Segment Start: EXERCISE DATA
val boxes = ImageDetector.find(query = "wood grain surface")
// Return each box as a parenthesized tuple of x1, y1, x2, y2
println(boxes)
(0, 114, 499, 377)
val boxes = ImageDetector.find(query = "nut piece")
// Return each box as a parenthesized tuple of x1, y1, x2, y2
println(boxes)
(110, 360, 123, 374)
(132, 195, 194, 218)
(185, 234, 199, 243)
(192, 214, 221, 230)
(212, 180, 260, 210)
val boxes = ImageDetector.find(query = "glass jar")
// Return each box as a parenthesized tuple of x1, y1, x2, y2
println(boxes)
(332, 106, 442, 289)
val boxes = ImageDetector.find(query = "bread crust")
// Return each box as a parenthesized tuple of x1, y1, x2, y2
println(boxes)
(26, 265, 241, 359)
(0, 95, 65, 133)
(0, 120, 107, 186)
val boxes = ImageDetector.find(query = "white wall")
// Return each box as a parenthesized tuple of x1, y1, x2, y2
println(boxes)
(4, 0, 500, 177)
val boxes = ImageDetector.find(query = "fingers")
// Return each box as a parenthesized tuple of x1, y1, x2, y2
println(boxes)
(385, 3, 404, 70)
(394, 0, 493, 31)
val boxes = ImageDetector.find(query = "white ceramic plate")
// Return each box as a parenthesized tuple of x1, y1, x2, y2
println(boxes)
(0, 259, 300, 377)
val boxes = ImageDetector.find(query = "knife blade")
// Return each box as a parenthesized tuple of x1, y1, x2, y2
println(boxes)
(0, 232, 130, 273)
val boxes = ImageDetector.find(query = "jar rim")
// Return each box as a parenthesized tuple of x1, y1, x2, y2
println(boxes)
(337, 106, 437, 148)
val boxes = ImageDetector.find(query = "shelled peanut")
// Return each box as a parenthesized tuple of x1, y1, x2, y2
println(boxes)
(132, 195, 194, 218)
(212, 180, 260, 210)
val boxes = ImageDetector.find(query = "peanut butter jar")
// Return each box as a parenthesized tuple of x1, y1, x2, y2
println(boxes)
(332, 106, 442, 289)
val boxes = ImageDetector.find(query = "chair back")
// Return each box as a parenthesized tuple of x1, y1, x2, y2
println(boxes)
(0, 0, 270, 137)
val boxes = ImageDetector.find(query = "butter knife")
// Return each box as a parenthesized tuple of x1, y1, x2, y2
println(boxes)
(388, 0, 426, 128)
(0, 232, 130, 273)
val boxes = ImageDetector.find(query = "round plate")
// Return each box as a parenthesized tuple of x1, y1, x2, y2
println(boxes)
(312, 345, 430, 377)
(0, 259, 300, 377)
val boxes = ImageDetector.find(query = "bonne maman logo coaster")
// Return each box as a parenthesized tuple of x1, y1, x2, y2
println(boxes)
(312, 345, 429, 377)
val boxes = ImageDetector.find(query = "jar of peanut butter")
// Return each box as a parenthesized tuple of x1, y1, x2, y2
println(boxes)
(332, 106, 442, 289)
Segment End: EXERCISE DATA
Some lines above hold the word "butter". Copy all of them.

val boxes = ImageDetector.find(query = "peanut butter jar")
val boxes = ImageDetector.find(query = "butter knife")
val boxes = ImageDetector.find(query = "jar of peanut butter")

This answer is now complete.